Selected passage:
▶

Interest rates: Bank of England keeps rates the same at 5.25% despite fall in inflation as FTSE 100 hits 10-month high
The Bank of England has maintained current interest rates at the same level, despite a fall in inflation.
Figures on Wednesday revealed that inflation fell to 3.4 per cent in February – down from 4 per cent in January and the lowest since September 2021, when it was 3.1 per cent.
The positive news on Wednesday came ahead of the BoE’s latest interest rate decision at noon on Thursday, with policymakers keeping rates on hold at 5.25 per cent.
Following the decision, BoE governor Andrew Bailey said: “In recent weeks we’ve seen further encouraging signs that inflation is coming down.
“We’ve held rates again today at 5.25% because we need to be sure that inflation will fall back to our 2% target and stay there.
“We’re not yet at the point where we can cut interest rates, but things are moving in the right direction.”
Rishi Sunak has been buoyed by the inflation drop with chancellor Jeremy Hunt hinting the improved economic picture could result in pre-election tax cuts and reductions in interest rates.
Watch: Financial expert reveals biggest mistakes borrowers make choosing mortgages
Joe Middleton21 March 2024 13:56
UK PM has ‘full confidence’ in BoE governor after rates decision
Rishi Sunak has full confidence in the Bank of England’s governor Andrew Bailey following the decision to leave interest rates unchanged.

◀

Task requirements:
1. Translate this sentence from the interest rates article into Spanish: "The Bank of England has maintained current interest rates at the same level, despite a fall in inflation."
2. Reproduce, word for word, the portion of the interest rates article starting with "Rishi Sunak has been" and going on through "in interest rates.".

[Data listing]
▶

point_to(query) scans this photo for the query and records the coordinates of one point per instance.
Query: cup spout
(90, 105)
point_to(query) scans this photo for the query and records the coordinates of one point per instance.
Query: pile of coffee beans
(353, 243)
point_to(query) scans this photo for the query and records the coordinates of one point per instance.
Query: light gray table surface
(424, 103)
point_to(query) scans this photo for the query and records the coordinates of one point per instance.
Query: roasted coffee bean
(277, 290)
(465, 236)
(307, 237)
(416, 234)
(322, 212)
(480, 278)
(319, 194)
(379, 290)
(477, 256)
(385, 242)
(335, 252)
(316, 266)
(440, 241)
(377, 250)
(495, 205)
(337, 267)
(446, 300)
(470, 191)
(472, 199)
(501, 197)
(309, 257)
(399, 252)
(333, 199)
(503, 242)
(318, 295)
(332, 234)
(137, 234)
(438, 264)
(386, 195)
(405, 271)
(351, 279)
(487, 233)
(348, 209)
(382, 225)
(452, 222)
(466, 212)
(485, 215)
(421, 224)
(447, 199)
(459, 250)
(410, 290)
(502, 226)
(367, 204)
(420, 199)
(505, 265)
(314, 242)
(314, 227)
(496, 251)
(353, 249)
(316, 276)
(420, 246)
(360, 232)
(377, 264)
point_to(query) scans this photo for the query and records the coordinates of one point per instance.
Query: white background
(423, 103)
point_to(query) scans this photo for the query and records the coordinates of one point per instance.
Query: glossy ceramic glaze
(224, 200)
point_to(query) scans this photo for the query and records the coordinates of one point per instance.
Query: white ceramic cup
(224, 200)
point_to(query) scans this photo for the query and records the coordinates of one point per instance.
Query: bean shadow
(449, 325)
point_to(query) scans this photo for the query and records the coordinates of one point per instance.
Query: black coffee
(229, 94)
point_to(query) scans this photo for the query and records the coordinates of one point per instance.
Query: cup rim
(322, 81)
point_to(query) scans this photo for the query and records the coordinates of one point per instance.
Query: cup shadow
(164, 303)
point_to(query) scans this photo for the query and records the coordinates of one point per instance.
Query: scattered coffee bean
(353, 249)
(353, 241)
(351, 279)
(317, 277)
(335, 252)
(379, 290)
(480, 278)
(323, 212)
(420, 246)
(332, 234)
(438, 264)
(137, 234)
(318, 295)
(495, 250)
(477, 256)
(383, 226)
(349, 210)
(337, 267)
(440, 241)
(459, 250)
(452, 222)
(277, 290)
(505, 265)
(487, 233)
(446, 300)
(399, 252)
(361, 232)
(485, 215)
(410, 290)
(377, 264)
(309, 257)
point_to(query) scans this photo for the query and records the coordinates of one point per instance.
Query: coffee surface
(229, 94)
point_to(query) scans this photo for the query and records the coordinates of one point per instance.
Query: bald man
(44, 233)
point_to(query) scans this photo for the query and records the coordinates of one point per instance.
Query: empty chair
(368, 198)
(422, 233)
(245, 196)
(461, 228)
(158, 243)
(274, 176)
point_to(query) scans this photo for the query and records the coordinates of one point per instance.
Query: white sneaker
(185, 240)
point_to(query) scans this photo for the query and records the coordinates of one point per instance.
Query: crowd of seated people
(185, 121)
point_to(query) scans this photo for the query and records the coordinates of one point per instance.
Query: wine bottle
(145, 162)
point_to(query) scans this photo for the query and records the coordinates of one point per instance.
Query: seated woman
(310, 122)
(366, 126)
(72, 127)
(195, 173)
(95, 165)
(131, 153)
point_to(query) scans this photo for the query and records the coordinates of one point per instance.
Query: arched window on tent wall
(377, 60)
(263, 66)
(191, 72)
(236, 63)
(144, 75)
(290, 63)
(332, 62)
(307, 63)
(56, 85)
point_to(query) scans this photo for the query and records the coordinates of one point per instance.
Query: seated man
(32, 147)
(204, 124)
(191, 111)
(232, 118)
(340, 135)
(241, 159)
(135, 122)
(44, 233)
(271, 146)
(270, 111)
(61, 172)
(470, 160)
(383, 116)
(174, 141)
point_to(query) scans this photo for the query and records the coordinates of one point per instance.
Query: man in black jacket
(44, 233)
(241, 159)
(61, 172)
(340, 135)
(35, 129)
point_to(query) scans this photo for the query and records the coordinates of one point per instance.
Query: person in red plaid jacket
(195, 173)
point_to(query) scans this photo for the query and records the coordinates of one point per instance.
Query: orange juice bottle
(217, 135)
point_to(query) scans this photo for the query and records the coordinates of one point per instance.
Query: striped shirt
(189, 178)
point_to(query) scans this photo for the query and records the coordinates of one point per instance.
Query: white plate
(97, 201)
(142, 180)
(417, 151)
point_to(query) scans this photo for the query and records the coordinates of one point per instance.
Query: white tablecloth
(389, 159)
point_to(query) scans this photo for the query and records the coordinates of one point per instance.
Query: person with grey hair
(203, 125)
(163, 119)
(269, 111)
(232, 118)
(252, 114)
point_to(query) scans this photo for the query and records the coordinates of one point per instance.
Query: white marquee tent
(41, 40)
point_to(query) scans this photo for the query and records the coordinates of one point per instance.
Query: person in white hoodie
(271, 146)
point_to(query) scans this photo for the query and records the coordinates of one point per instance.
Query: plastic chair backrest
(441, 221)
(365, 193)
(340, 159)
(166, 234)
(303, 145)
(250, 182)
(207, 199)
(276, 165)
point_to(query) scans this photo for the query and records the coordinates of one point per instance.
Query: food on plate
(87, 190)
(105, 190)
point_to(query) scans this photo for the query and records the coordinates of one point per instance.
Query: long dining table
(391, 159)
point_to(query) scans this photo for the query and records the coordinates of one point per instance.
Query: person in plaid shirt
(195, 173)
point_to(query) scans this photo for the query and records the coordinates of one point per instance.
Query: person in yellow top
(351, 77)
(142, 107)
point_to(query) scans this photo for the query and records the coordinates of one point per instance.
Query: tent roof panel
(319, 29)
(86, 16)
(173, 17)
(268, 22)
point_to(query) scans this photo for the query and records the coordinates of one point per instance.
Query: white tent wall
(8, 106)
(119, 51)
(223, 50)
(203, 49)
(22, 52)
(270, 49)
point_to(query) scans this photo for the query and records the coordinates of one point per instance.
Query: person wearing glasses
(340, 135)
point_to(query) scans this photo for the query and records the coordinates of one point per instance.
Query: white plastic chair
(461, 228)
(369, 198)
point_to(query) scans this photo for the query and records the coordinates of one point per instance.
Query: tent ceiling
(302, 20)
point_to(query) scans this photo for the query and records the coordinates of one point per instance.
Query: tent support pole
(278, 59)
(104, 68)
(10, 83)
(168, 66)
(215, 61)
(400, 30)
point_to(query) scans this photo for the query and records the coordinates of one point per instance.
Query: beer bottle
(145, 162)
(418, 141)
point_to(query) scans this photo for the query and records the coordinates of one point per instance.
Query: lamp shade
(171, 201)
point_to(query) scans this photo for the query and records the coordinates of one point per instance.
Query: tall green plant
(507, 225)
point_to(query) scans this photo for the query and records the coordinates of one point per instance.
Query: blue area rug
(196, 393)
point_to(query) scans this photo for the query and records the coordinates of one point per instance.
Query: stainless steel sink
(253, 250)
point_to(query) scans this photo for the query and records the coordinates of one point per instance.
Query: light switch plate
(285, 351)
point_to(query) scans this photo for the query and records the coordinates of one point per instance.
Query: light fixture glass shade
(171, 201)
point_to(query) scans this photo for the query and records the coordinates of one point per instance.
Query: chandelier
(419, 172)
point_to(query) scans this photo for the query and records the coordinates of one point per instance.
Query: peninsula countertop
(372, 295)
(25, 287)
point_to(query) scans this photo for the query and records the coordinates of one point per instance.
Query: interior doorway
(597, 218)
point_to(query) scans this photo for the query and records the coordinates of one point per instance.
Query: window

◀

Solved tasks:
1. El Banco de Inglaterra ha mantenido los tipos de interés actuales en el mismo nivel, a pesar de una caída de la inflación.

2.
Rishi Sunak has been buoyed by the inflation drop with chancellor Jeremy Hunt hinting the improved economic picture could result in pre-election tax cuts and reductions in interest rates.